--- Entries supplied ---
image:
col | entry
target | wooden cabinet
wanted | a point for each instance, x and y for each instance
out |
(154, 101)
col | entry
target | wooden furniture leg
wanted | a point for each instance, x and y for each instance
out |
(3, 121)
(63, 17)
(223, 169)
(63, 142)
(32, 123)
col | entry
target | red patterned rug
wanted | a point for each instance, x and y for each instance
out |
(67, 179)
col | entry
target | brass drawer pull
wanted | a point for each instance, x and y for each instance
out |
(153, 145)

==

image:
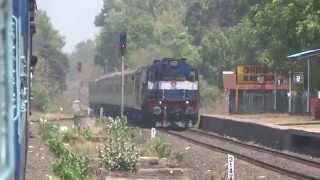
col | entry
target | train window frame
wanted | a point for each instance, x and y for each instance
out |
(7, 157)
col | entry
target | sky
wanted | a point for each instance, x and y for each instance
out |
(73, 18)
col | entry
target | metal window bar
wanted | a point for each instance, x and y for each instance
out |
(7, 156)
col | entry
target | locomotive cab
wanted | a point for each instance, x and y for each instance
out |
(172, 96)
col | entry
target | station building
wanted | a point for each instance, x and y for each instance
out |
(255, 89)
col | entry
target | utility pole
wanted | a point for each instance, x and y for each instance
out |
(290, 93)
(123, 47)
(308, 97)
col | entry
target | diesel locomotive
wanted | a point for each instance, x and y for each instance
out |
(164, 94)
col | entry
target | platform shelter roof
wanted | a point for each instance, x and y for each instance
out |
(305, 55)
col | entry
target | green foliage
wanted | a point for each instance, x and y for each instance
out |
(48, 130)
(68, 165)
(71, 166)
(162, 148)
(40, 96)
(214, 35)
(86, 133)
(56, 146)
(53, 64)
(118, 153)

--- Written request ---
Collect every line of the material above that contains the string "locomotive", and copy each one in full. The match is case-sensitive.

--- Solution to the exercise ---
target | locomotive cab
target | diesel locomotive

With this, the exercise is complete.